#### Challenge:
Which lines in the records below contain the word "white"? Extract each of them in full.

#### Dataset entries:
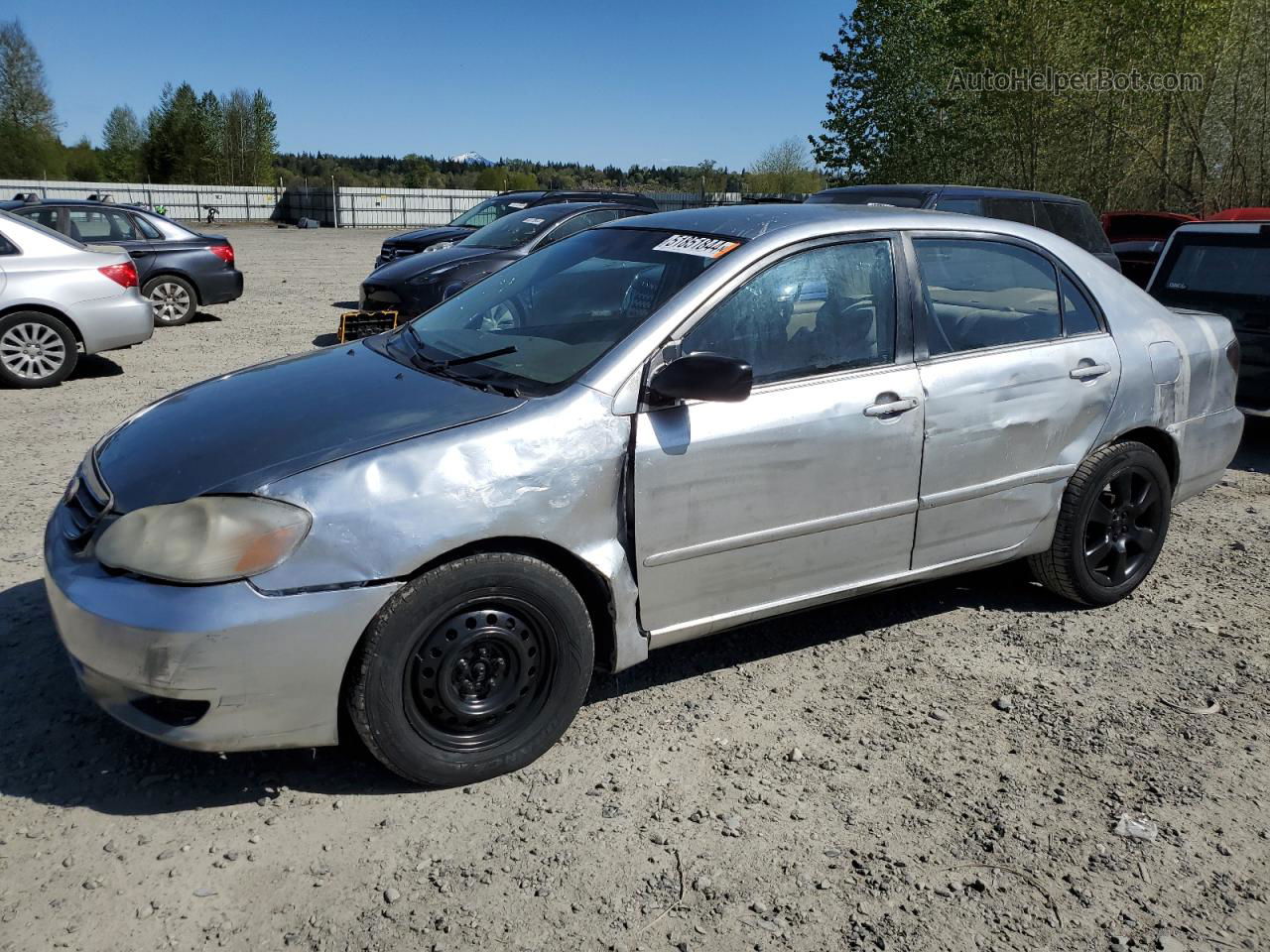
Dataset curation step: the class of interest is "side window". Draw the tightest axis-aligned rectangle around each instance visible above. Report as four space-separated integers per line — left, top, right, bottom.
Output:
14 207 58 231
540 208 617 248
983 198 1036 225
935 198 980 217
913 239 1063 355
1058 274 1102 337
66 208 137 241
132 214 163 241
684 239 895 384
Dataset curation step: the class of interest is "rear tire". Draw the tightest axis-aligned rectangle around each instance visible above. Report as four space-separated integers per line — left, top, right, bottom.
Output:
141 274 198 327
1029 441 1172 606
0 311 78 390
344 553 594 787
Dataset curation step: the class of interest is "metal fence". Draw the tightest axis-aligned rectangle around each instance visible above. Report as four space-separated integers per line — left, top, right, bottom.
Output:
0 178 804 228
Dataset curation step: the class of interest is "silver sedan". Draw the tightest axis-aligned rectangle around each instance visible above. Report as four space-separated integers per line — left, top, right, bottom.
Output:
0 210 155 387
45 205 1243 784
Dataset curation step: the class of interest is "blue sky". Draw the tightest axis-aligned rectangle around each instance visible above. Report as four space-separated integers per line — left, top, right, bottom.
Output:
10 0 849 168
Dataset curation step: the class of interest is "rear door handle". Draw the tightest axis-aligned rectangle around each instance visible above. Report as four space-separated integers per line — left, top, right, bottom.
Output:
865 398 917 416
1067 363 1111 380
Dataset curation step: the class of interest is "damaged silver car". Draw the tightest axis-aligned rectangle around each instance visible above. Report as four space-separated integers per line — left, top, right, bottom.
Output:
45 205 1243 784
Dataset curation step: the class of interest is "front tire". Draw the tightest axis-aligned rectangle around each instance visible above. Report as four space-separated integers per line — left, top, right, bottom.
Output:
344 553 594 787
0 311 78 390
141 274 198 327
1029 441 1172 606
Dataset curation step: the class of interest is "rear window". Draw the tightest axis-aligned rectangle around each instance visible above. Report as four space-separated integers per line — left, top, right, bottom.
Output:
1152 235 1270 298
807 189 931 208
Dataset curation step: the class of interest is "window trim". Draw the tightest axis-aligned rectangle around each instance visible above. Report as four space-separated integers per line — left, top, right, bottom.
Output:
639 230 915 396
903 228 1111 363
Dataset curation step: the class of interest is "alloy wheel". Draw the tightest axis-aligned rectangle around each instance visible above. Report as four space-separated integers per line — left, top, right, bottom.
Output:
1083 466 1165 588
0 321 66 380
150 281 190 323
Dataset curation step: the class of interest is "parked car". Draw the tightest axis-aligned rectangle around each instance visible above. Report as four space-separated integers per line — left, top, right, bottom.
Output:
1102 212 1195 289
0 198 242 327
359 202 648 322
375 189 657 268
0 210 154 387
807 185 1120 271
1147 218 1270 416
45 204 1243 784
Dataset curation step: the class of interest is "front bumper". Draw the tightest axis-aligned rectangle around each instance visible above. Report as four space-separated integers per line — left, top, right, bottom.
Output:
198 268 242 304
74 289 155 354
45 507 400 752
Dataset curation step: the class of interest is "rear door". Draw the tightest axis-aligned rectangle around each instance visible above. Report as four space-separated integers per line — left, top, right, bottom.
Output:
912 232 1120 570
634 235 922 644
==
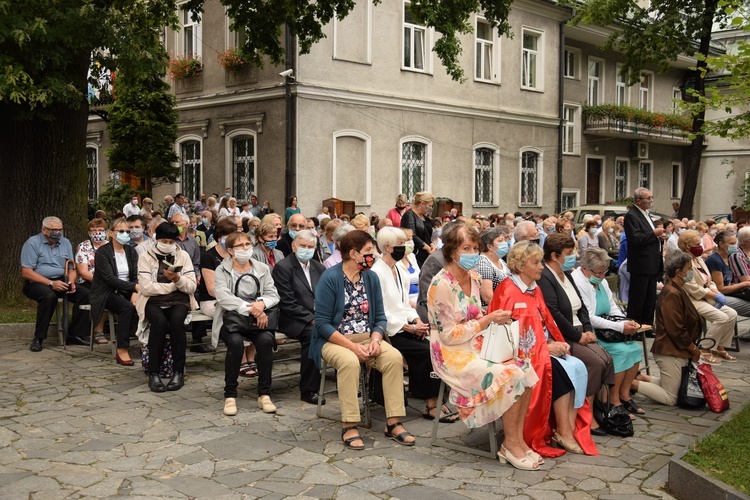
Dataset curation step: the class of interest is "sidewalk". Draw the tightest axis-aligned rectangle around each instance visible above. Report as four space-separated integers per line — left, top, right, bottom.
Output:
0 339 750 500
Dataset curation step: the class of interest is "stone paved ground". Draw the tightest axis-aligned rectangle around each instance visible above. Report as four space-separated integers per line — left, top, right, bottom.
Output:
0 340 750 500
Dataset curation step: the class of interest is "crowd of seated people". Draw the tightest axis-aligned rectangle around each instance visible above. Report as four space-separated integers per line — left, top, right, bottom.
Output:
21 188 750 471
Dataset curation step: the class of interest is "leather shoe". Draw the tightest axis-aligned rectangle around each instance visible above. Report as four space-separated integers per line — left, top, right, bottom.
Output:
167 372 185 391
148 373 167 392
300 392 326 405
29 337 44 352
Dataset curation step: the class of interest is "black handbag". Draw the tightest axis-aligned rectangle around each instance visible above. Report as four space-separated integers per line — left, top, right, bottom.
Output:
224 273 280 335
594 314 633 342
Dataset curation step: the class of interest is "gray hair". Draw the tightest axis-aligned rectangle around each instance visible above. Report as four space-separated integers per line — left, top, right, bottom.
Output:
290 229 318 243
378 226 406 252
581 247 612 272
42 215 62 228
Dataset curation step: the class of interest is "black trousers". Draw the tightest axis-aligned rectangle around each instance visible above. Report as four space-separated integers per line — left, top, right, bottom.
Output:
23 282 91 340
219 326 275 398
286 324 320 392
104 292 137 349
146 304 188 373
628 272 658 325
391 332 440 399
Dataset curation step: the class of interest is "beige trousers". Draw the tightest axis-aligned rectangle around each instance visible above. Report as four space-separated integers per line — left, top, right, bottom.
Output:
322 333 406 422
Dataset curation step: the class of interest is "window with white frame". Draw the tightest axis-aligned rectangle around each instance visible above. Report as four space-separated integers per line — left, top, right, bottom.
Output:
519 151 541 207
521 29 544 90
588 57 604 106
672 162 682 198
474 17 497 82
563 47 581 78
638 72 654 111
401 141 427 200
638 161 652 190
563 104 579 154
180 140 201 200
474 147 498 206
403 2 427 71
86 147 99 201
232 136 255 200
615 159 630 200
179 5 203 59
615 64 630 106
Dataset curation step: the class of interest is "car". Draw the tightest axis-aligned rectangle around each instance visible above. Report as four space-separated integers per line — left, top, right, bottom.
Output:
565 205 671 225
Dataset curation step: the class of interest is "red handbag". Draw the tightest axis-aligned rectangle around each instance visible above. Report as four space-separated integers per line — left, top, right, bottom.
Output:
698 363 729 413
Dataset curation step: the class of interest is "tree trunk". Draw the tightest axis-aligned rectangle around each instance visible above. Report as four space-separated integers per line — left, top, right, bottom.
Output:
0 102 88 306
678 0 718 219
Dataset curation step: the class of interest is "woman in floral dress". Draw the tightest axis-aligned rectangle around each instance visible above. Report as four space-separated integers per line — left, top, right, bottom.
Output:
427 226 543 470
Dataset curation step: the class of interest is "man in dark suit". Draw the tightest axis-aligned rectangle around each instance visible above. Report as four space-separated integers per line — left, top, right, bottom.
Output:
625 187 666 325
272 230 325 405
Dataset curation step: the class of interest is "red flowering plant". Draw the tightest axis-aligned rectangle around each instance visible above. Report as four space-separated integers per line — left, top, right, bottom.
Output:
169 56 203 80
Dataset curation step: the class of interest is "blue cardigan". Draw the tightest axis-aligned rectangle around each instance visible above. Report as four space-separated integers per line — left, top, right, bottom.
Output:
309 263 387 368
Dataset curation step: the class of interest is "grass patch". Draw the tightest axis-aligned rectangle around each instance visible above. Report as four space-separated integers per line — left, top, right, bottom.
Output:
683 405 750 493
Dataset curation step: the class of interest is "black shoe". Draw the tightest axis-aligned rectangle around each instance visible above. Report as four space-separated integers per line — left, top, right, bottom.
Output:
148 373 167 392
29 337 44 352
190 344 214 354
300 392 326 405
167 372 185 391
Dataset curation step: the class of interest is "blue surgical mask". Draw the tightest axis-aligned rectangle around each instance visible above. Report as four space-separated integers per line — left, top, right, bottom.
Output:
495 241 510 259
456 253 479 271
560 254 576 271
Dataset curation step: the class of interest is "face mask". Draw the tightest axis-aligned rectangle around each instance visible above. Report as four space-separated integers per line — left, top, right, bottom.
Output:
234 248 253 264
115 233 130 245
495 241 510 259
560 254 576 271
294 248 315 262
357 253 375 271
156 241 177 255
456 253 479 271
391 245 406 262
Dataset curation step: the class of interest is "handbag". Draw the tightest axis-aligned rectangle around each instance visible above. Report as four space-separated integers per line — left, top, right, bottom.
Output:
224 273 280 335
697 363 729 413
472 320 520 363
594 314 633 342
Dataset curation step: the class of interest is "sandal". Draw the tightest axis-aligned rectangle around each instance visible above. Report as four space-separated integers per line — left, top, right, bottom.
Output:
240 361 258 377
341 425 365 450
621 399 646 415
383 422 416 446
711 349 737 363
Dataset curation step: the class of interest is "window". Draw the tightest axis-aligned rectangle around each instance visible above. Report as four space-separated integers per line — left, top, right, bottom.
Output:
==
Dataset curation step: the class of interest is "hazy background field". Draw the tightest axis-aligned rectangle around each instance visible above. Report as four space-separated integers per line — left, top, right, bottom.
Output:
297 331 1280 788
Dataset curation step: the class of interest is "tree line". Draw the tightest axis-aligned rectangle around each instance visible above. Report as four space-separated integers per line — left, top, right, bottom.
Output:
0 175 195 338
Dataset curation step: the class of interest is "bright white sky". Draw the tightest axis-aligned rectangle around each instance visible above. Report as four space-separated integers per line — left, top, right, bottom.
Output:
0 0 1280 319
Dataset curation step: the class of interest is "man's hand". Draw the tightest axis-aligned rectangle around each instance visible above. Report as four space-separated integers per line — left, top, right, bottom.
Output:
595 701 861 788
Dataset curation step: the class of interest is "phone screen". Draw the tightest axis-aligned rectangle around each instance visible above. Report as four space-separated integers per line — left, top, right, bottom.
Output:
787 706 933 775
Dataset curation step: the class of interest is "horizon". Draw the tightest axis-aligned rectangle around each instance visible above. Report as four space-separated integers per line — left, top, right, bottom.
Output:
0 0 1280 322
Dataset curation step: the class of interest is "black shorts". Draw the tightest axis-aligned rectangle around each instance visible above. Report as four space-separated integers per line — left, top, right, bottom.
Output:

#### Answer to this exercise:
Dataset curation step: the class of interest is "window with white frame". Draw the tightest axis-aligned rectangle around each instance visible above. Report as four space-separated integers per line — left, top, right, bottom.
Dataset curation step: the class of interest is "bright white sky". Draw the tightest axis-aligned rectangle around each instance visible above. Report as four space-separated integers per line — left, top, right, bottom.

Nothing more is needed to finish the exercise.